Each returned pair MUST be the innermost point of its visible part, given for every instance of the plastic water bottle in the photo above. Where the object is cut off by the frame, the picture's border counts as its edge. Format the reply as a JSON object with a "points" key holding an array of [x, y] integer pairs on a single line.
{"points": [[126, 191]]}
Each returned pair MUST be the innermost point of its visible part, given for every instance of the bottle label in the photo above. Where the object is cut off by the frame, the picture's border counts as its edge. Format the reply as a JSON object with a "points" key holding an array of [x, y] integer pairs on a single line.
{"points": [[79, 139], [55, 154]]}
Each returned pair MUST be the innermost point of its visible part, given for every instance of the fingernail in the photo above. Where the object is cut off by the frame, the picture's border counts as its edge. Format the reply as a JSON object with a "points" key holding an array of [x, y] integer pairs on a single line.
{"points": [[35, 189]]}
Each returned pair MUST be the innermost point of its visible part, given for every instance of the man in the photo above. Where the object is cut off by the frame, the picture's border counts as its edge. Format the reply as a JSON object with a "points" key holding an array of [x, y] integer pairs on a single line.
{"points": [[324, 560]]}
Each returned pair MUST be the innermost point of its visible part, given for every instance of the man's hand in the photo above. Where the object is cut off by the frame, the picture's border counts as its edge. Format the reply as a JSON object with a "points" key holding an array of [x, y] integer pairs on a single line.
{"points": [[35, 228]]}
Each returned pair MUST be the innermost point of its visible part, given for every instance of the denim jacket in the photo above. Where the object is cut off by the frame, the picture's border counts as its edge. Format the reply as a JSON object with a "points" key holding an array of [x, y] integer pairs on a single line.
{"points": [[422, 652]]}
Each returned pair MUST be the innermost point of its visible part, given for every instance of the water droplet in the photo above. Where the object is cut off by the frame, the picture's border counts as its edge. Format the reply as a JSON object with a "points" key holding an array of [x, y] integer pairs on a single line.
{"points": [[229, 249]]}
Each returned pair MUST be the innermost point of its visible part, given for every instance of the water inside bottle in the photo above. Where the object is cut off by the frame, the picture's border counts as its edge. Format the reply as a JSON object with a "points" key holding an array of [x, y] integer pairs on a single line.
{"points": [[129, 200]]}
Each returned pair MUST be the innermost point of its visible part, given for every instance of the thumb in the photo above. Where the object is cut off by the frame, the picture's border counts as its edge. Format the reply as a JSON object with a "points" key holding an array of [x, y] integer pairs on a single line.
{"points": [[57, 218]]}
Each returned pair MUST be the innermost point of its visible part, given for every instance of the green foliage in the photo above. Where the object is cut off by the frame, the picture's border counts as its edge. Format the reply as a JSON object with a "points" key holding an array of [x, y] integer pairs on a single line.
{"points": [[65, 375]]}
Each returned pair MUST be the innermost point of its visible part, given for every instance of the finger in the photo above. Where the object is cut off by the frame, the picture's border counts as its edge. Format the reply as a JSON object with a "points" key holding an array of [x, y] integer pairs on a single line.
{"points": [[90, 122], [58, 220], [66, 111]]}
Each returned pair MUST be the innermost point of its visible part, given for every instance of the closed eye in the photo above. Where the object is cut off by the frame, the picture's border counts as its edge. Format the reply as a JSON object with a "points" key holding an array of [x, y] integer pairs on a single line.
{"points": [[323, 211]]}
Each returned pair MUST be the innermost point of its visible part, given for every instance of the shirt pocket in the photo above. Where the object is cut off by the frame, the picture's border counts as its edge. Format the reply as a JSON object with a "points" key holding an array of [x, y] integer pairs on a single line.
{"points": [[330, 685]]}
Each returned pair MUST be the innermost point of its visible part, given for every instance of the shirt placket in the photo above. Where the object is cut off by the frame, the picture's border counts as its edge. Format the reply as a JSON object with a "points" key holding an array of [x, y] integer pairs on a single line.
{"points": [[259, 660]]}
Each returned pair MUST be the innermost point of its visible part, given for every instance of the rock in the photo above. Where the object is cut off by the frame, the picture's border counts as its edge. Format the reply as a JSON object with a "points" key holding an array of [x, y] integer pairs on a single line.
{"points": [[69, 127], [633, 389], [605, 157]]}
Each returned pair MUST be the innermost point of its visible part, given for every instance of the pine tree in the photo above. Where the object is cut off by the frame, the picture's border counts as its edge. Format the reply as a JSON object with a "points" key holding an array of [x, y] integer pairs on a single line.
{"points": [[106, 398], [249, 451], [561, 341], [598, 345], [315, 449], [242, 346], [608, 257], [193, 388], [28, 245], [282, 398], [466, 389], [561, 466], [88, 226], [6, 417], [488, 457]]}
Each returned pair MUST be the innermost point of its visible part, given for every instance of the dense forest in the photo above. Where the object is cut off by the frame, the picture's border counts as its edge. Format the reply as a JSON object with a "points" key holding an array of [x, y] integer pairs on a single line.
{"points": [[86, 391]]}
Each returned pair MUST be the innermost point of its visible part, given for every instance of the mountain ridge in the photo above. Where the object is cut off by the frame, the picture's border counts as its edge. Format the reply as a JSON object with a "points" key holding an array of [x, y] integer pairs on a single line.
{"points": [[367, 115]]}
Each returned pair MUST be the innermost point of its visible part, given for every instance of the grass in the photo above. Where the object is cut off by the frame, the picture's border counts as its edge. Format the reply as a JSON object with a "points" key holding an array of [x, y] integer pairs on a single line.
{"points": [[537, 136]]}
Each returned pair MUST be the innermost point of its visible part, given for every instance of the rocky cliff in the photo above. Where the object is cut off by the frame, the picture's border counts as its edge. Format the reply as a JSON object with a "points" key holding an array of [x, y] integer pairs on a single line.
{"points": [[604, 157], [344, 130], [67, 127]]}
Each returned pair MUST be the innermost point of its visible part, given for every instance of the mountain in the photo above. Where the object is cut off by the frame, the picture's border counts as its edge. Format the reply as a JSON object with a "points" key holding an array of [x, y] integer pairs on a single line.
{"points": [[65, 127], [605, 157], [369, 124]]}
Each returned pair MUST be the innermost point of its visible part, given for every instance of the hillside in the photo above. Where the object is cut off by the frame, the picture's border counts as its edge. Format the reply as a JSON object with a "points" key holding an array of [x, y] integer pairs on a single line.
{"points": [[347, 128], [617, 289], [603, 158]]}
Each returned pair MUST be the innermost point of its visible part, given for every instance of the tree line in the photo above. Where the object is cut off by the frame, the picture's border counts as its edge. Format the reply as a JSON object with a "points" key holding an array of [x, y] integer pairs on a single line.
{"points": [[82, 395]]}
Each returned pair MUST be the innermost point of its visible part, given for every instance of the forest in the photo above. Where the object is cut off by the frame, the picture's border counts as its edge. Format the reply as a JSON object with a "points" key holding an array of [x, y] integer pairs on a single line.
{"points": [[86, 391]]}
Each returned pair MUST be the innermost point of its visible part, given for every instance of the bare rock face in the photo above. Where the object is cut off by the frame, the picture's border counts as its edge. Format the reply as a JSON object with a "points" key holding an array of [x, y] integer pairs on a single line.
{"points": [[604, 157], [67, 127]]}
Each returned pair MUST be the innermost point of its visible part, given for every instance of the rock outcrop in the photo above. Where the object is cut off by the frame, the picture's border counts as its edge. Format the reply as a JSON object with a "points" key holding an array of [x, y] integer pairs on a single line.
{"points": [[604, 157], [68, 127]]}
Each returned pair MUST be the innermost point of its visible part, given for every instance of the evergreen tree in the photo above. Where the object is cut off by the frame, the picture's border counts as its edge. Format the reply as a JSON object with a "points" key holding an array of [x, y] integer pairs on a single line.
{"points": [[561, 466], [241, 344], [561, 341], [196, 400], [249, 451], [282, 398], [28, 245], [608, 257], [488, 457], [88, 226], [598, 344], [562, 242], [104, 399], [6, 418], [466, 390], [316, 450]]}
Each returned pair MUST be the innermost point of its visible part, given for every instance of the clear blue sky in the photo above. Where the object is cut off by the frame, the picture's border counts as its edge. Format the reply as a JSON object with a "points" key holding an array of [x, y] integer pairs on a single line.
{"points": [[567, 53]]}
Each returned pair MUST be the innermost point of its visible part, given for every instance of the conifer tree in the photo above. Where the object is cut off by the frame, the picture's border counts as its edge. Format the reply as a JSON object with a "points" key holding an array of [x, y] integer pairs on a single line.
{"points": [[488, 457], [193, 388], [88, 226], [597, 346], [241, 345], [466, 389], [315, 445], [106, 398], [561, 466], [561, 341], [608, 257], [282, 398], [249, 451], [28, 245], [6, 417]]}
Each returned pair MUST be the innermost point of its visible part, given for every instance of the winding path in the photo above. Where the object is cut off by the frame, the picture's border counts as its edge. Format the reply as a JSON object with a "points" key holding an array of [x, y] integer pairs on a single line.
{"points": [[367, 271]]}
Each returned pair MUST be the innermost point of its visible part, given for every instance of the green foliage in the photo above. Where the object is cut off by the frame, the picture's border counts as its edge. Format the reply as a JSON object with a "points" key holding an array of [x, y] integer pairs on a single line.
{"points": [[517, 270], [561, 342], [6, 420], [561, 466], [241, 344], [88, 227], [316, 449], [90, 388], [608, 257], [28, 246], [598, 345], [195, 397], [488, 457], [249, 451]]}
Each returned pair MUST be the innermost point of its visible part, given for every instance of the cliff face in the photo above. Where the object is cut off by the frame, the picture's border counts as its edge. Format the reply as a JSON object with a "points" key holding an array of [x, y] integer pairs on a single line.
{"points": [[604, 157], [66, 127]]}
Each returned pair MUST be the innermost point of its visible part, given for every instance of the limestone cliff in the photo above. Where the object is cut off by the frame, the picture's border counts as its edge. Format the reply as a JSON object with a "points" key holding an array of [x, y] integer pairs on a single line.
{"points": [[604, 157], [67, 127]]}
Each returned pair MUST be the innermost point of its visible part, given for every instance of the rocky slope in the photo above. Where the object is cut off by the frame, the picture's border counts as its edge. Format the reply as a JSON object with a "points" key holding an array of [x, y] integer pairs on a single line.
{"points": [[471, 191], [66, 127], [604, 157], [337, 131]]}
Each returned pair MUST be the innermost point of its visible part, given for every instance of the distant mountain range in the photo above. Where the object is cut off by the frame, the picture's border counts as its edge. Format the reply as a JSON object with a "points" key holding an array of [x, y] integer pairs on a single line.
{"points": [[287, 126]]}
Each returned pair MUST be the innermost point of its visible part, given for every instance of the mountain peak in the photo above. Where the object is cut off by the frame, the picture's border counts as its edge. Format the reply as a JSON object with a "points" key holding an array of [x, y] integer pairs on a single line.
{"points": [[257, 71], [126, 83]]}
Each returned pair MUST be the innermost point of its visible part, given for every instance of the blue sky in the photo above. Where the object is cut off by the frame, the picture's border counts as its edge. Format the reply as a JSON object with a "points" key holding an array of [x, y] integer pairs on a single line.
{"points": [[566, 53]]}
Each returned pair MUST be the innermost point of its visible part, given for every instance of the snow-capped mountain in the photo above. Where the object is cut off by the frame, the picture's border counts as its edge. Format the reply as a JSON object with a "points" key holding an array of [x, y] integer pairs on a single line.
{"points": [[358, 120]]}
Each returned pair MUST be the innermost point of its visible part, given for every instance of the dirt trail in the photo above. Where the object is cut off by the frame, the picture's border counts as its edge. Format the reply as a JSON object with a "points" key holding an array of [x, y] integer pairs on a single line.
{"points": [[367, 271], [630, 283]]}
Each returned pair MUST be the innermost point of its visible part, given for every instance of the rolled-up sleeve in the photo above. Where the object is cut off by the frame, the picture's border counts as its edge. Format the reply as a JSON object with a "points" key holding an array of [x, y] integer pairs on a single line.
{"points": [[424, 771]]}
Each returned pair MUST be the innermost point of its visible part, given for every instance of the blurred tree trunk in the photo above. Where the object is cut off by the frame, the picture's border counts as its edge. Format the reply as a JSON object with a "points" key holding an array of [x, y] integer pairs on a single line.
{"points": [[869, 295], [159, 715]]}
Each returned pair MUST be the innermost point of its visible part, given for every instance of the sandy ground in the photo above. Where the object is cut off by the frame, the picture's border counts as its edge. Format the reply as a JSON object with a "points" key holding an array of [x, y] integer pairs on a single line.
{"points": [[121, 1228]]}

■ ■ ■

> WORK TO BE COMPLETED
Quote only the lines from the line containing "of the dirt" through the end of the listing, please, keeping both the first and the last line.

> SOLUTION TO THIS TASK
Each returned pair MUST be the innermost point of its visible part, given for every instance of the dirt trail in the photo above. Where the object is cut off by the frame, the picture's border counts as its edge. Format the reply as a JSON object with a "points" key holding an array of [x, y] integer pairs on a single line.
{"points": [[367, 271], [630, 283]]}
Each returned pair MUST be the innermost point of its visible part, given for every instance of the rolled-up sleeve in the photo above. Where the object is cut off by the frame, the picture's border counts as its edge. Format the reply as a JSON object with a "points" key holding an array of [x, y] integer pairs on a single line.
{"points": [[424, 771]]}
Each returned pair MUST be the innermost point of its visible part, given for every instance of the blurred tree trunk in the photo above. Where the object is cut off by the frame, the picture's border counts as its edge. Format the reply as a JSON object with a "points" key holding an array of [x, y] integer pairs on a single line.
{"points": [[869, 295], [159, 715]]}
Each returned pair MUST be the innermost point of its visible part, given for every instance of the sandy ground in the photo above. Where the object is cut off by the frame, the picture's border counts as its edge. Format the reply as a JSON object with a "points" key holding an array of [x, y] integer pairs on a single line.
{"points": [[121, 1228]]}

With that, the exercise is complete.